• **Exercise objective**: Could you retype every line below exactly, omitting the images?

• **Records for the task**:

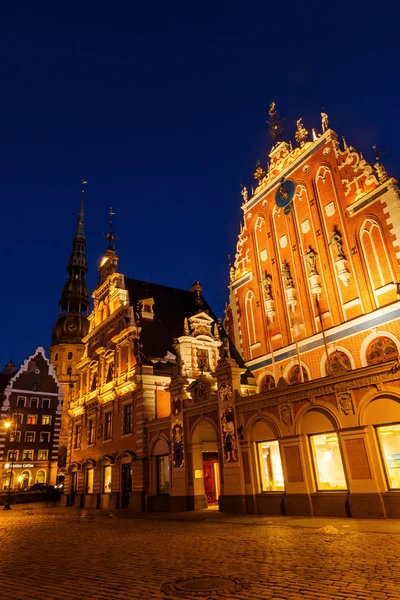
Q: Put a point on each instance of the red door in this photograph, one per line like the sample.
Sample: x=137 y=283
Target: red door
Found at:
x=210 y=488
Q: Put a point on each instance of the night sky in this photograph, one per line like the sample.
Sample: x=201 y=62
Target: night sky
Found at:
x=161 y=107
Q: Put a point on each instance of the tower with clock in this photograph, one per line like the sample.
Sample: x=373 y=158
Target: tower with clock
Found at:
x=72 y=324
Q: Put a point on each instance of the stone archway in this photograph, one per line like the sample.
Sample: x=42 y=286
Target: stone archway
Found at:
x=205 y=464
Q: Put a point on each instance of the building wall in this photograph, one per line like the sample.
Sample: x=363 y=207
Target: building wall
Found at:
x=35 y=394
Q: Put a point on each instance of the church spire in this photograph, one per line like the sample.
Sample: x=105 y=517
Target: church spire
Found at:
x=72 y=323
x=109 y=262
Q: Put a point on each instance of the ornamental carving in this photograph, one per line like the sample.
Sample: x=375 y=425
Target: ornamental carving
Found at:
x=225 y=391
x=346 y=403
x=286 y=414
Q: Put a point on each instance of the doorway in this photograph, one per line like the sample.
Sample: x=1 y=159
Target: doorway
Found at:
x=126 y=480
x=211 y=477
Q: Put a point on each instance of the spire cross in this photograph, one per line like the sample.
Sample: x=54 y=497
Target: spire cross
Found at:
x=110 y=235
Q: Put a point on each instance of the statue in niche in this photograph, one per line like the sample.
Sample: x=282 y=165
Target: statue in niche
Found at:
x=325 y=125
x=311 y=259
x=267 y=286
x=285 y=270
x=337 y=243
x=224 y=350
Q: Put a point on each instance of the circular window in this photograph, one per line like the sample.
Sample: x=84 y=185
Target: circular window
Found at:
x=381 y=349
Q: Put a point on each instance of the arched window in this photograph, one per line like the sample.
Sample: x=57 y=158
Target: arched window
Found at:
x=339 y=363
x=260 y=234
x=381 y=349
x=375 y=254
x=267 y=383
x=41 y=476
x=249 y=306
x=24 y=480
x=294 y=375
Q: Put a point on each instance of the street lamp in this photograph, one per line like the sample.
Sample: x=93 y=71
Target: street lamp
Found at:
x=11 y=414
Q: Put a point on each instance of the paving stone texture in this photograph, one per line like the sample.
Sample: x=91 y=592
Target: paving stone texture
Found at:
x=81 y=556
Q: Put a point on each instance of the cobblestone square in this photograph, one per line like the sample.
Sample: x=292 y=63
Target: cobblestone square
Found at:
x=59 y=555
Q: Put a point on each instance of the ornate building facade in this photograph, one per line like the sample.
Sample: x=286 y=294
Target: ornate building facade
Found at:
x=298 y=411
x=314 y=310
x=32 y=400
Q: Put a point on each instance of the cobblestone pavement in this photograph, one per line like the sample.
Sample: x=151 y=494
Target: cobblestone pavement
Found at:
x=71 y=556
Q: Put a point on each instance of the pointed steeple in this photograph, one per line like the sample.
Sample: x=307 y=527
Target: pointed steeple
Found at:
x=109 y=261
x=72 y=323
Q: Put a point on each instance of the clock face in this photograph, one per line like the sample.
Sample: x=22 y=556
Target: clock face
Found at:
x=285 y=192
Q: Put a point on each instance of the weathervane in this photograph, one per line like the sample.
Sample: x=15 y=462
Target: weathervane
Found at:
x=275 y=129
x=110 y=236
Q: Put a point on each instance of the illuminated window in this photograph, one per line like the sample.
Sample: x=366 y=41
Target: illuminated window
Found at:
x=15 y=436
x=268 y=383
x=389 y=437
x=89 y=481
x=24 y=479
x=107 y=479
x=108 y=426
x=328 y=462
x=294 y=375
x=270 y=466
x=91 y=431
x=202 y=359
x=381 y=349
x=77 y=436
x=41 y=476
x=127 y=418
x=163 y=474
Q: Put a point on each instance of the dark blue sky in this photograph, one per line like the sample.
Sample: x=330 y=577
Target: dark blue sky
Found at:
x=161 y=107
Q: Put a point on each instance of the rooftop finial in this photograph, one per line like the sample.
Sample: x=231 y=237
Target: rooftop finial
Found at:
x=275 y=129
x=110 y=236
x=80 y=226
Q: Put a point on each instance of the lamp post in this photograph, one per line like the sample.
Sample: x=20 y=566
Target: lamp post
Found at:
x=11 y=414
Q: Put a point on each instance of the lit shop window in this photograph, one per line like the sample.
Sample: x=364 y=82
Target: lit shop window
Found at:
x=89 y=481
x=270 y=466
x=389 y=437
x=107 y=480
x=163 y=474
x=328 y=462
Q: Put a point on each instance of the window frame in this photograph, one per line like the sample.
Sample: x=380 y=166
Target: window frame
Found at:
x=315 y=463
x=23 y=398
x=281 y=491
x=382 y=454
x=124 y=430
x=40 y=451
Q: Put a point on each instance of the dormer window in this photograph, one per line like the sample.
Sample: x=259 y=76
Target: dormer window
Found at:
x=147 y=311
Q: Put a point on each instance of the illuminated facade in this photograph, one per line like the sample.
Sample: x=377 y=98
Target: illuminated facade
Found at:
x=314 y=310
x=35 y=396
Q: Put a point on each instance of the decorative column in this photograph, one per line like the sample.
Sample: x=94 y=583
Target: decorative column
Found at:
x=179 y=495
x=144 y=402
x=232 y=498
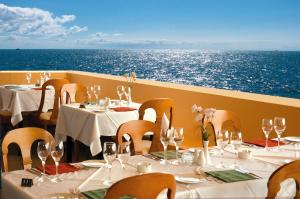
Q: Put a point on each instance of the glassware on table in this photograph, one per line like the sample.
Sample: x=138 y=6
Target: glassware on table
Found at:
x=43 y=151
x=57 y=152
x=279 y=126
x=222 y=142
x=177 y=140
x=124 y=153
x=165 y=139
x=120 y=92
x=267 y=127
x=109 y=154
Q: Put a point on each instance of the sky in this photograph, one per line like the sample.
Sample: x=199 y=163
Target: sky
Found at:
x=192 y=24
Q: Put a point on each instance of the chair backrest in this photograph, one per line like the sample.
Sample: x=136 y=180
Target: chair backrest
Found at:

• **Result for this task**:
Q: Put a point on each instance of the red door in this photograph, one per line like the sample.
Sample: x=137 y=283
Target: red door
Found at:
x=210 y=488
Q: Put a point on each instance of the night sky in this photograph, one per line like the sample.
Sample: x=201 y=62
Target: night sky
Found at:
x=161 y=107
Q: Put a point on each instance of the tower with clock in this photograph, one per line like the sample.
Sample: x=373 y=158
Target: tower with clock
Found at:
x=72 y=324
Q: Put a point on each instance of the stone archway in this photograph, one per line like the sample.
Sample: x=42 y=286
Target: stone archway
Found at:
x=205 y=464
Q: Put a point on each instance of the building wall in this photograph, one per line like the sample.
Sample: x=363 y=207
Target: building wall
Found at:
x=35 y=394
Q: Put a point on each instance of the church spire in this photograph, one per line like the sample.
Sample: x=105 y=517
Target: church spire
Found at:
x=72 y=323
x=109 y=262
Q: Put a point on each instance of the ornamental carving in this photograph, one per line like the sample.
Sample: x=375 y=425
Target: ornamental carving
Found at:
x=225 y=391
x=346 y=403
x=286 y=414
Q: Put a point on each instance of the doorway in this photograph, one per line like the sample.
Sample: x=1 y=159
Target: doorway
Found at:
x=126 y=480
x=211 y=477
Q: Put a point on each instance of the spire cross in this photograph, one per line like the sample.
Sample: x=54 y=497
Target: spire cross
Found at:
x=110 y=235
Q: Put a point on each instance of the statue in niche in this photograph, one per line like the sample.
Sample: x=282 y=165
Target: statue in niche
Found at:
x=325 y=125
x=311 y=259
x=267 y=286
x=285 y=270
x=337 y=243
x=224 y=350
Q: Put a point on each instance of the circular window in this photograph, one per line like the sample.
Sample: x=84 y=185
Target: circular window
Found at:
x=381 y=349
Q: Put a point on each instance of the arched window in this photograph, one per line like the sample.
Sample: x=57 y=158
Target: arched window
Found at:
x=339 y=363
x=260 y=234
x=381 y=349
x=375 y=254
x=267 y=383
x=41 y=476
x=249 y=306
x=24 y=480
x=294 y=375
Q: Put a point on each instance of the street lamp in this photograph, one per line like the sample.
Sample: x=93 y=71
Target: street lamp
Found at:
x=11 y=414
Q: Put a point on each instance of the paving stone texture in this photograph, one per line like the sample.
Sample: x=91 y=592
Target: paving stone texture
Found at:
x=81 y=556
Q: Put a point on each instance of the cobblestone square in this photograph, one per line like the sample.
Sample: x=292 y=63
Target: cobblestone square
Found at:
x=59 y=555
Q: Put a point on each instance of the ornate building facade in this photograph, one per line like the sample.
Sample: x=286 y=294
Target: ornate building facade
Found at:
x=298 y=411
x=314 y=310
x=32 y=400
Q: Put a point on each instance of the cobblestone pavement in this photograph, one per line like the sample.
Sample: x=151 y=494
Target: cobblestone pavement
Found at:
x=71 y=556
Q: Put a point on each instance of the pointed steeple in this photograph, one per line like the sample.
Sample: x=307 y=527
Target: pointed steeple
Found at:
x=109 y=261
x=72 y=323
Q: Put a point on each instance of the clock face in this photograph, one per line like the sample.
Sample: x=22 y=556
Target: clock face
Found at:
x=285 y=192
Q: Put a point on each instance of the weathervane in this photograph, one per line like the sample.
Sample: x=15 y=462
Target: weathervane
Found at:
x=275 y=129
x=110 y=236
Q: Put a point on each instance of the illuminated window in this photograph, one per line like the sample.
Sample: x=366 y=41
Target: illuminated window
Found at:
x=15 y=436
x=268 y=383
x=389 y=437
x=89 y=481
x=24 y=479
x=107 y=479
x=108 y=426
x=328 y=462
x=294 y=375
x=270 y=466
x=91 y=431
x=202 y=359
x=381 y=349
x=77 y=436
x=41 y=476
x=127 y=418
x=163 y=474
Q: Put a point on each instance of the dark blue sky in this photograph, one per line like the sample.
Sample: x=330 y=577
Target: dark blue sky
Found at:
x=161 y=107
Q: Put a point on each instance of the rooftop finial in this photograph, one per line like the sample.
Sample: x=231 y=237
Target: rooftop finial
Found at:
x=275 y=129
x=110 y=236
x=80 y=226
Q: Put a point on each instance of the lamp post in this photograph, one per line like the sample.
Sample: x=20 y=566
Target: lamp post
Found at:
x=11 y=414
Q: Put a point on each instance of the lit shop window in this photograph, one per line like the sample.
Sample: x=364 y=82
Target: lit shop window
Found at:
x=89 y=481
x=270 y=466
x=389 y=437
x=107 y=480
x=163 y=474
x=328 y=462
Q: Put a point on each instance of the window frame in this photograph, one per line like the sample.
Sample: x=380 y=166
Target: window frame
Found at:
x=315 y=463
x=23 y=398
x=281 y=491
x=382 y=454
x=124 y=430
x=40 y=451
Q: Put a point on each instance of the dormer window in this photograph, one per line like the sample.
Sample: x=259 y=76
Target: dormer window
Found at:
x=147 y=311
Q: Put a point on each instance of the illuminated facade in this photograph, one per line like the sample.
Sample: x=377 y=98
Target: illuminated facade
Found at:
x=314 y=310
x=35 y=396
Q: Put a point on each instance of the decorative column in this photograph, one per line like the sample.
Sample: x=94 y=583
Target: decorative column
Found at:
x=179 y=495
x=144 y=402
x=232 y=498
Q: Put a point on each instance of the glassware on table in this photograph, one per line like the sample.
Sample: x=138 y=6
Target: glassware on table
Found at:
x=43 y=151
x=57 y=152
x=279 y=126
x=222 y=142
x=177 y=140
x=124 y=153
x=165 y=139
x=120 y=92
x=267 y=127
x=109 y=154
Q: Put a point on each instance of the sky in this photograph, one per line like the sample.
Sample: x=199 y=163
Target: sky
Found at:
x=192 y=24
Q: Put a point on each instance of the chair backrest in this photograph, one per line like the sample.
Sample: x=136 y=180
Target: chair backrest
Found at:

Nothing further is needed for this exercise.